## Directions
(A) In the parenting blog excerpt, what does the writer compare a child's morning giggle to?
(B) Copy word for word the part of the parenting blog excerpt that opens with the words containing "My wonderful friend" and closes with "here it is...".

*** Excerpted text Section Begins ***

And most importantly
#5 For a little girl who is brave, who is proud of her new beautiful silver teeth, and who loves her parents despite their inability to check the bottle of medicine for sugar content.

Monday, August 10, 2009

Tips for Tuesdays: Peek a boo

Are your kids ever fussy when you are getting them dressed or when they are getting their diaper changed? My tip for the week is to always look for an opportunity to make mundane tasks into a laughable moment. Shirt peek a boo has never failed me. Kid is getting pajamas on for bed and is, as expected, whining about going to bed. I put shirt over head and say, "Wow, where did my kid go? D'arcy have you seen Julian?" Kid stops whining. His eyes pop through the hole. "Oh, well I found his eyes? D'arcy have you seen the rest of Julian's face because it is obviously missing?" Kid begins to giggle.
Ok, whining might quickly resume since he's headed to bed, but in the morning when a kid is whining because he is waking up, a little giggle is all he needs to get the morning started. It's like kid coffee. And hey, a kid's little giggle might get your morning started too.

Tuesday, August 4, 2009

Tips for Tuesdays: Sibling Arguments

My wonderful friend and mother-in-law reads lots of both fiction and non-fiction books. When she reads a good parenting or marriage self-help book, she'll usually send it my way. And then, I read a chapter or two. Although, I like to read, these types of books are not my cup of tea. The tip I'm about to share comes from an idea that I got from reading a chapter from one of those books. My friend, Esther, laughs at me because I'll take an idea from a book, but don't read the whole chapter to fully understand what the author meant by the idea. But hey, I tend to parent by instinct based on the values that I feel are important to pass on to my kids. This particular tip is probably one of the things I am most proud of as a parent. So here it is...

*** Excerpted text Section Ends ***
*** Entries supplied Section Begins ***

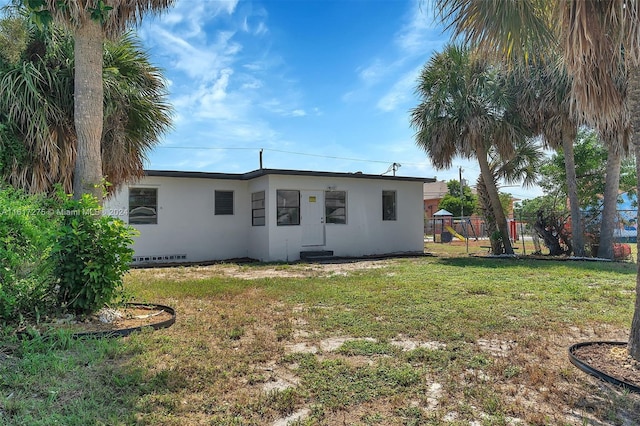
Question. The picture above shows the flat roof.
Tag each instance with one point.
(264, 172)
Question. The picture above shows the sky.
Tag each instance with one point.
(325, 85)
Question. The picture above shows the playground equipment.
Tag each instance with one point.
(454, 233)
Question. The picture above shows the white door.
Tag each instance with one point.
(312, 218)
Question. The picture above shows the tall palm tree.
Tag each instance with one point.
(91, 21)
(37, 108)
(597, 37)
(464, 111)
(522, 168)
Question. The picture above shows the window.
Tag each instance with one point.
(143, 206)
(288, 207)
(335, 206)
(388, 205)
(257, 209)
(223, 204)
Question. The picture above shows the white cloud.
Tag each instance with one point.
(401, 91)
(419, 29)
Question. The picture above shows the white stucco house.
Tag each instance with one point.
(270, 215)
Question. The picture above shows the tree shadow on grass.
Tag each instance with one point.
(509, 262)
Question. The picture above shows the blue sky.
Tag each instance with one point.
(318, 84)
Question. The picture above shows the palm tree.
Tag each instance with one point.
(465, 110)
(522, 168)
(37, 110)
(544, 103)
(91, 21)
(597, 38)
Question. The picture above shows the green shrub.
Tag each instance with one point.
(91, 255)
(27, 224)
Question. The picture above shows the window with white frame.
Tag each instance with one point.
(389, 206)
(335, 207)
(143, 206)
(258, 208)
(223, 203)
(288, 207)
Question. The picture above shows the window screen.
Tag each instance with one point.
(143, 206)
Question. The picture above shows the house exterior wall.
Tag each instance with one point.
(186, 224)
(258, 242)
(189, 231)
(365, 233)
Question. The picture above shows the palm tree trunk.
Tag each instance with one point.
(577, 231)
(612, 183)
(492, 191)
(633, 103)
(88, 108)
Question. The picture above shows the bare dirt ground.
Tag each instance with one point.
(547, 390)
(296, 270)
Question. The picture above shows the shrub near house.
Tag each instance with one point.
(58, 254)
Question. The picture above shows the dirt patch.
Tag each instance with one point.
(613, 360)
(107, 320)
(296, 270)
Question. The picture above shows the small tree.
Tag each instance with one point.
(458, 202)
(91, 255)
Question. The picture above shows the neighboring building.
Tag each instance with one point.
(270, 215)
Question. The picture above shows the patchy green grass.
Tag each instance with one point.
(397, 342)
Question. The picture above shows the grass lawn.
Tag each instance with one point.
(449, 339)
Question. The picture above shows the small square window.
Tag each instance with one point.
(143, 206)
(258, 209)
(223, 204)
(288, 207)
(335, 206)
(389, 208)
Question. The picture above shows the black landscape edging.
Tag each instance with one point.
(123, 332)
(127, 331)
(597, 373)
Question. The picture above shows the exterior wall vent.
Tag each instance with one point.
(160, 258)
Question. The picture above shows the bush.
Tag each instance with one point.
(91, 255)
(27, 226)
(58, 253)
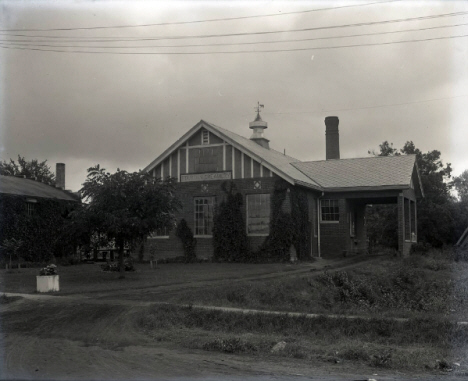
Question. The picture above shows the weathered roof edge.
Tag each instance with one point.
(75, 195)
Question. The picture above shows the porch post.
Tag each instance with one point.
(401, 223)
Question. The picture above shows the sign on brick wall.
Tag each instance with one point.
(205, 176)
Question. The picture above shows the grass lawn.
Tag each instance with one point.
(89, 278)
(430, 290)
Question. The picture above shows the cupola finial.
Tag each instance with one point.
(258, 125)
(258, 108)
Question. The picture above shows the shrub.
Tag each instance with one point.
(49, 270)
(232, 345)
(184, 233)
(420, 248)
(114, 266)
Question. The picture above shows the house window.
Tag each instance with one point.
(205, 137)
(160, 233)
(30, 206)
(352, 224)
(258, 214)
(330, 211)
(204, 215)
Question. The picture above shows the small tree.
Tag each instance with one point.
(128, 206)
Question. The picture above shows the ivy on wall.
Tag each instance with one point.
(43, 234)
(289, 225)
(229, 232)
(185, 234)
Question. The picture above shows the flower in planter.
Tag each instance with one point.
(49, 270)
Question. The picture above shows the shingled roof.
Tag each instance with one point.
(370, 173)
(18, 186)
(390, 172)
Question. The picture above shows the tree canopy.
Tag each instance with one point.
(126, 206)
(29, 168)
(436, 209)
(460, 183)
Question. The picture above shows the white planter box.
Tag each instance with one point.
(47, 283)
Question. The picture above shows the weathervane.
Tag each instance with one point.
(258, 108)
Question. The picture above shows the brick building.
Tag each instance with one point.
(338, 190)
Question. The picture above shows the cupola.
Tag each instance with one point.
(258, 125)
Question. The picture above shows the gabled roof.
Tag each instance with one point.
(370, 173)
(269, 158)
(390, 172)
(18, 186)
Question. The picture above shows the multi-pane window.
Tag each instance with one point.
(258, 214)
(160, 233)
(205, 137)
(352, 224)
(204, 215)
(330, 210)
(30, 206)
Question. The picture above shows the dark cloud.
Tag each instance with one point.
(123, 111)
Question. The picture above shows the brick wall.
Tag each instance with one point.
(172, 247)
(333, 234)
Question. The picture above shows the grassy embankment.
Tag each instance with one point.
(431, 291)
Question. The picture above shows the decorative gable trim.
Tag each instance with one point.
(181, 143)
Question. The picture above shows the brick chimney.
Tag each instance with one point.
(332, 137)
(60, 176)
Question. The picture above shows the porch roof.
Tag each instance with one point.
(369, 173)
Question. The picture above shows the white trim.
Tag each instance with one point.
(186, 158)
(233, 166)
(242, 165)
(204, 146)
(178, 165)
(224, 155)
(170, 165)
(202, 135)
(213, 130)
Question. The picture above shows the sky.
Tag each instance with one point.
(66, 96)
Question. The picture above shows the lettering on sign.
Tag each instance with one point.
(205, 176)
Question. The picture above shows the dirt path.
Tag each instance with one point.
(62, 350)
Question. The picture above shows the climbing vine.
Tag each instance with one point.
(43, 233)
(289, 225)
(229, 234)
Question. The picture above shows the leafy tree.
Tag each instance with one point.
(460, 183)
(435, 218)
(128, 206)
(34, 168)
(460, 205)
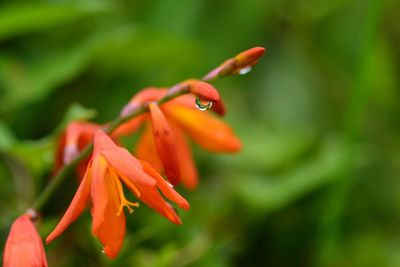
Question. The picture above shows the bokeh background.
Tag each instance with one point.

*** Entries supplied Section Ends ***

## Answer set
(A) Kid coffee.

(B)
My wonderful friend and mother-in-law reads lots of both fiction and non-fiction books. When she reads a good parenting or marriage self-help book, she'll usually send it my way. And then, I read a chapter or two. Although, I like to read, these types of books are not my cup of tea. The tip I'm about to share comes from an idea that I got from reading a chapter from one of those books. My friend, Esther, laughs at me because I'll take an idea from a book, but don't read the whole chapter to fully understand what the author meant by the idea. But hey, I tend to parent by instinct based on the values that I feel are important to pass on to my kids. This particular tip is probably one of the things I am most proud of as a parent. So here it is...